- _Supplied entries_
┌────────

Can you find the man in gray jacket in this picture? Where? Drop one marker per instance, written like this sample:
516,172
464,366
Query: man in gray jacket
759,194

└────────
┌────────

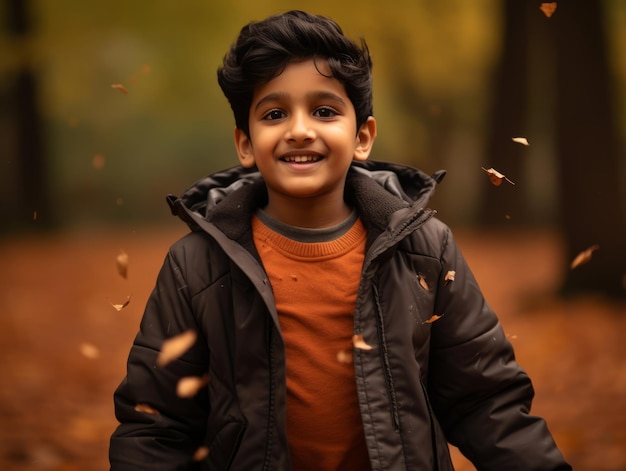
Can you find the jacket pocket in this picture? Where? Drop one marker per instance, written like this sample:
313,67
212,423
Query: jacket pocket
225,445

└────────

- _Task details_
Count the lines in the data above that contain the string "Drop", treating uppercase and lowercase as different. Reply with the number alone.

- _Written reply_
2